> Task to carry out
Before the entries below, pick out and copy every line in them that contains the word "strawberry".

> Records supplied
>>>>

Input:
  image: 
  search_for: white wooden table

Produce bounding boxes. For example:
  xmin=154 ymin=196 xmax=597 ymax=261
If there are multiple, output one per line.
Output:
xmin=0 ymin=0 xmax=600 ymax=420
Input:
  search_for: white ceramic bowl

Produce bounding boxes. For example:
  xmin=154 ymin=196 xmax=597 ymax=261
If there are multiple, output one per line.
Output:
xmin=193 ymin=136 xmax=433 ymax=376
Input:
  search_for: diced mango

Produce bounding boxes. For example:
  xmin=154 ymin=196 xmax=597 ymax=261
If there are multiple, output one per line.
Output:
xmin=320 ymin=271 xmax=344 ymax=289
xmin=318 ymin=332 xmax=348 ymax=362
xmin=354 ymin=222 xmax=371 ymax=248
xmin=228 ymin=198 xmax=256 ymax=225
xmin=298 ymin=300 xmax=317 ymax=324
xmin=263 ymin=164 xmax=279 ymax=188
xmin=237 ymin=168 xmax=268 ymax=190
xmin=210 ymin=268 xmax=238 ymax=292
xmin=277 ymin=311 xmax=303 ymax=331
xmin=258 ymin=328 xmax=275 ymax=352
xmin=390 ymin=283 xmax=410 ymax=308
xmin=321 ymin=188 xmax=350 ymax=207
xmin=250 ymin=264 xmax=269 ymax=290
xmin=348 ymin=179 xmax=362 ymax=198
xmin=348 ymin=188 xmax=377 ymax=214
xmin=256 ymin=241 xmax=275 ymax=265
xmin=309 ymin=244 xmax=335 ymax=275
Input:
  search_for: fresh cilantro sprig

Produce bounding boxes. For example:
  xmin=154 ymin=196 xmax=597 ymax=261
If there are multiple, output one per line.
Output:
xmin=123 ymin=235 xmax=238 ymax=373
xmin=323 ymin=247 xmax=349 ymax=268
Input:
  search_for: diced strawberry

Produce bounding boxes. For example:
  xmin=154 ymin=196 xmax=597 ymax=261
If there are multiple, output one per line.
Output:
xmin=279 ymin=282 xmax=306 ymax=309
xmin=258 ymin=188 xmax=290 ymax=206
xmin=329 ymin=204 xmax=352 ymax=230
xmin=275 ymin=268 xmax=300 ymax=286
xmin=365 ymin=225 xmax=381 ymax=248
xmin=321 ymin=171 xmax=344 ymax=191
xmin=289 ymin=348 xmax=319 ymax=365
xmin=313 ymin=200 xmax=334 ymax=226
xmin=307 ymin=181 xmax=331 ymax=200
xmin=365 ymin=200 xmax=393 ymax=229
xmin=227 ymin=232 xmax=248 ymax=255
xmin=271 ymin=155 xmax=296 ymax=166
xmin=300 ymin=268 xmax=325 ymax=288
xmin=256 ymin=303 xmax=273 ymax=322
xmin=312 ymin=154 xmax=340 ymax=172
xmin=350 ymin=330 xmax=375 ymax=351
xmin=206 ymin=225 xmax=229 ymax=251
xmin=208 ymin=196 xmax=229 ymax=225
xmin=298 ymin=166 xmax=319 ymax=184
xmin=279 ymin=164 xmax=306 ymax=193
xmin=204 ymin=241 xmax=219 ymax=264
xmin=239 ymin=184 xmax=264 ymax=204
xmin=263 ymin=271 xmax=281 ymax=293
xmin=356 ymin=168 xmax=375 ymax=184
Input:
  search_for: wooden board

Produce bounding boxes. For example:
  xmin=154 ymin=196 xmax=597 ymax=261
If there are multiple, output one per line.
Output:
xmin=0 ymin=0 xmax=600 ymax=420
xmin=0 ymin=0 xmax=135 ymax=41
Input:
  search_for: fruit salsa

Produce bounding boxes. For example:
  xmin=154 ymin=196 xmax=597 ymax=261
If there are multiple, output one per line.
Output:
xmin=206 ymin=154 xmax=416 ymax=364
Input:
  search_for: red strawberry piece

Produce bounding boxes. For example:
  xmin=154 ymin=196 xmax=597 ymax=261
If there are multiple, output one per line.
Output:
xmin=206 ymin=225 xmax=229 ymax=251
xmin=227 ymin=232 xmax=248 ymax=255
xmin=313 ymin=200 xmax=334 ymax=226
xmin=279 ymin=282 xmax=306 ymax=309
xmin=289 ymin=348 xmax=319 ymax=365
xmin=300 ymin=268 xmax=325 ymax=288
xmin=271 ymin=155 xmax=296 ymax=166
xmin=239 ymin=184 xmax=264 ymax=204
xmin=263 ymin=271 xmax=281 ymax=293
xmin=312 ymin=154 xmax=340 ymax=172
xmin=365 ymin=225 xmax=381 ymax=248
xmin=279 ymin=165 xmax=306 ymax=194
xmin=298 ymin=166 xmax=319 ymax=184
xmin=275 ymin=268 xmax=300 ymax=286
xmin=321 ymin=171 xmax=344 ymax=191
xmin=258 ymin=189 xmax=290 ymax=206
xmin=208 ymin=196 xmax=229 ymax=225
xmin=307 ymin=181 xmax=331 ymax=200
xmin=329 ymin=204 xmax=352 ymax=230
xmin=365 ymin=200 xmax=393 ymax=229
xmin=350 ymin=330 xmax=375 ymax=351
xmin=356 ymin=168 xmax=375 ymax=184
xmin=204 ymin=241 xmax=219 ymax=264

<<<<

> Worked solution
  search_for: diced strawberry
  search_for: red strawberry piece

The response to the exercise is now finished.